> Passage cité
Il conviendra de déclarer recevable l’intervention volontaire de la selarl MJPA prise en la personne de son administrateur provisoire, la SCP [J], elle-même prise en la personne de Maître [H] [J], en qualité de liquidateur judiciaire de la société Air Méditerranée, en remplacement de Maître [N].

sur la compétence du tribunal de commerce de la procédure collective

L’article R.662-3 du code de commerce dispose que sans préjudice des pouvoirs attribués en premier ressort au juge commissaire, le tribunal saisi d’une procédure de sauvegarde, de redressement judiciaire ou de liquidation judiciaire connaît de tout ce qui concerne la sauvegarde, le redressement et la liquidation judiciaires, l’action en responsabilité pour insuffisance d’actif, la faillite personnelle ou l’interdiction prévue à l’article L.653-8, à l’exception des actions en responsabilité civile exercées à l’encontre de l’administrateur, du mandataire judiciaire, du commissaire à l’exécution du plan ou du liquidateur qui sont de la compétence du tribunal judiciaire.

Il s’ensuit que la compétence exclusive du tribunal de la procédure collective ne concerne que les contestations nées de cette procédure ou sur lesquelles elle exerce une influence.

Au soutien de leur exception d’incompétence « territoriale », en réalité matérielle et territoriale, les appelantes excipent de la clause attributive de compétence insérée au contrat de maintenance qui soumet le contrat à la loi anglaise et donne compétence « aux tribunaux de Londres » pour connaître de « la résolution des litiges ». Elles en déduisent que tout ce qui découle de son exécution est régi par la loi du contrat et par la clause attributive de compétence, de sorte que le droit de rétention « exercé par la société Dale aviation limited » qui résulte de l’application du contrat ne peut être regardé comme échappant à ces stipulations. Elles ajoutent que le droit de rétention « exercé par la société Dale aviation limited et la société Dale aviation France » découle de la relation contractuelle « entre ces sociétés et la société Air Méditerranée » et qu’il résulte d’une situation d’impayés qui pré-existe à l’ouverture d’une procédure collective à l’encontre de la société Air Méditerranée, de sorte que le droit de rétention ne résulte de l’ouverture de la procédure collective mais du lien contractuel « unissant les deux sociétés ».

> Données fournies
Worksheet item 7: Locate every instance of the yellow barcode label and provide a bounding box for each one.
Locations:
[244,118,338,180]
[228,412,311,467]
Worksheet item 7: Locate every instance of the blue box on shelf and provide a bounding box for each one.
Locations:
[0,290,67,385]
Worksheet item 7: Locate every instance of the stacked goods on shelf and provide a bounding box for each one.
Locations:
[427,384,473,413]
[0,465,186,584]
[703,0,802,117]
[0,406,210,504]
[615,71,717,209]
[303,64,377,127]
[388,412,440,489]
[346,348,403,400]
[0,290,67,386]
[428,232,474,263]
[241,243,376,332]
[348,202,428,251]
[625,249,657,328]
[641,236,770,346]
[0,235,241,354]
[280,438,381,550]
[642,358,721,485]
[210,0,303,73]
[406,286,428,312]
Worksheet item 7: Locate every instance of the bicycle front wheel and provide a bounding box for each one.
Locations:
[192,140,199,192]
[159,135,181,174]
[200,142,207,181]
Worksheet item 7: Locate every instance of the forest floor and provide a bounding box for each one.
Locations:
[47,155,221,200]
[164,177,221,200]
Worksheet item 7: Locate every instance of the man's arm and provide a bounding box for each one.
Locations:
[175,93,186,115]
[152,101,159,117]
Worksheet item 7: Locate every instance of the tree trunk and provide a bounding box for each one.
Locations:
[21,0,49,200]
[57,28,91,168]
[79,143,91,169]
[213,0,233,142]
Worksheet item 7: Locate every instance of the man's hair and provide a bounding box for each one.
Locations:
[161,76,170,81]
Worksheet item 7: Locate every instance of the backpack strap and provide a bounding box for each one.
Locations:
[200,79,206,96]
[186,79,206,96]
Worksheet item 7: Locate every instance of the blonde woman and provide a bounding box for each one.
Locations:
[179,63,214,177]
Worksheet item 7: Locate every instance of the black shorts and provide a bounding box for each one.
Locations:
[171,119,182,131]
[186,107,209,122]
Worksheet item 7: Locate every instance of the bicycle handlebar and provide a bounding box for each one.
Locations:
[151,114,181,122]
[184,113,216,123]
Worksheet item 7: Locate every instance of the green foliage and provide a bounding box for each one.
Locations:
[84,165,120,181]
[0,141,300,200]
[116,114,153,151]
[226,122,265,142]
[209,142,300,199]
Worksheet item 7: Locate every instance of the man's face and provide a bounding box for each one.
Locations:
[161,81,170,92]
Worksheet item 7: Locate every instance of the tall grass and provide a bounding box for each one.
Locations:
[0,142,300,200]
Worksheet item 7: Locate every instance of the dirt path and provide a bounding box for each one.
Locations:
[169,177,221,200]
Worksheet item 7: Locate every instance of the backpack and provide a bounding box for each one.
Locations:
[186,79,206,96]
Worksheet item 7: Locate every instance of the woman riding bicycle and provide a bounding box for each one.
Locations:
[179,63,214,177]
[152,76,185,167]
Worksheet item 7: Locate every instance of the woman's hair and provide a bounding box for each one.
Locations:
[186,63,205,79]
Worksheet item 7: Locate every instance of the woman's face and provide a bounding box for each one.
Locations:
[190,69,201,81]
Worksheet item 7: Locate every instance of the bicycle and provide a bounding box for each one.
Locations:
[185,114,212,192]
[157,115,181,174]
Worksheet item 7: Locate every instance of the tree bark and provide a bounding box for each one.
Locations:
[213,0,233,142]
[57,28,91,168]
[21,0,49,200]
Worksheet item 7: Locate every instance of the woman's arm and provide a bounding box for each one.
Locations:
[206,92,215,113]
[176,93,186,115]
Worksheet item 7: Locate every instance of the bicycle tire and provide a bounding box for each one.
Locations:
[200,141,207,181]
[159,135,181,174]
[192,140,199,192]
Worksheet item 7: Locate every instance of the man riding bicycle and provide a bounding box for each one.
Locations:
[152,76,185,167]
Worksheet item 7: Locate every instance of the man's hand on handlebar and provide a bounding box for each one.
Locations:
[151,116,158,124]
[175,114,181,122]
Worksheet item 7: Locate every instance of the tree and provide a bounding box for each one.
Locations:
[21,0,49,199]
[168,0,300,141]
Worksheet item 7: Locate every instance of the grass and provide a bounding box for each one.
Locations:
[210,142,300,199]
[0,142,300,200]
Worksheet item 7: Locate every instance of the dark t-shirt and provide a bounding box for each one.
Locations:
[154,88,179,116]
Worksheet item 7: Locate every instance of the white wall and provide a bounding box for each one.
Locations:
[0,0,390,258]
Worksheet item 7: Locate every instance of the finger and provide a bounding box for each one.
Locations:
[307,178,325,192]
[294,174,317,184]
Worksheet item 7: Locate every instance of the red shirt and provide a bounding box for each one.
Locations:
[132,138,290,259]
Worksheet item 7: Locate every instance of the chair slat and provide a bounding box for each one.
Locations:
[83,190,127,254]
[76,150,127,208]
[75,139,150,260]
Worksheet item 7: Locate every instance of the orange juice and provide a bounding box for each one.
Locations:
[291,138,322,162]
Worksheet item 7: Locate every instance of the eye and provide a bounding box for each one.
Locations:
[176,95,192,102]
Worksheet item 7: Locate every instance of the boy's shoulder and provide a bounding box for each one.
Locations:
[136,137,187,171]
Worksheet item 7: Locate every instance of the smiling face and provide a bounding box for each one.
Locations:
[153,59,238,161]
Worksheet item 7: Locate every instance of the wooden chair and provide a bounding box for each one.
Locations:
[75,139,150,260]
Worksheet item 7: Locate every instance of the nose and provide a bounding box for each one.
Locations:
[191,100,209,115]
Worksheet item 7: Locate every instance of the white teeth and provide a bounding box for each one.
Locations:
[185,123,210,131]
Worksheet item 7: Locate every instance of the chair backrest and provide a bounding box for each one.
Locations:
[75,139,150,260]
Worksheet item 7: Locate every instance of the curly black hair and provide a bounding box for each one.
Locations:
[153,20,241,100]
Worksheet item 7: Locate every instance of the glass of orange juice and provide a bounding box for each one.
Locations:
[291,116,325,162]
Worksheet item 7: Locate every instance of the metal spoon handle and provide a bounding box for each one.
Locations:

> Travail demandé
1/ Dans le passage cité, à quelle loi la clause du contrat de maintenance soumet-elle ce contrat ?
2/ Prolongez le passage cité sur la compétence du tribunal de la procédure collective en reprenant juste après sa dernière phrase.
Les enregistrements proviennent d'une autre source.

> Réponses attendues
1/ À la loi anglaise.

2/
Mais, en premier lieu, ce moyen entretient une certaine confusion sur le droit applicable au litige et les liens contractuels existants entre les parties.

D’abord, il affirme que le droit de rétention est exercé par la société Dale aviation limited puis par la société Dale aviation limited et la société Dale aviation France.

Ensuite, il évoque une relation contractuelle entre la société Air Méditerranée et les deux sociétés puis seulement entre la société Dale aviation limited et la société Air Méditerranée.

Enfin, il semble suggérer que la loi anglaise est applicable au droit de rétention tout en revendiquant le droit de rétention reconnu au créancier par la loi française.

Sur les deux premiers points, les appelantes ont apporté des précisions sur le fond du litige en indiquant que :

– la société Dale aviation limited avait confié à la société Dale aviation France, sa soeur, l’exécution des prestations de maintenance, en qualité de sous-traitante, laquelle n’a jamais été liée contractuellement à la société Air Méditerranée et a déclaré sa créance au passif en vertu de son action directe contre le donneur d’ordre.

– le lieu d’exécution du contrat principal est la plateforme aéroportuaire de Roissy-Charles de Gaulle dans les locaux appartenant à la société Dale aviation France.

– le droit de rétention est exercé par la société Dale aviation limited et, « par le truchement du contrat de sous-traitance qui la lie à sa soeur », par la société Dale aviation France, ce dont il résulte que les deux sociétés revendiquent un droit de rétention en garantie de leurs créances respectives.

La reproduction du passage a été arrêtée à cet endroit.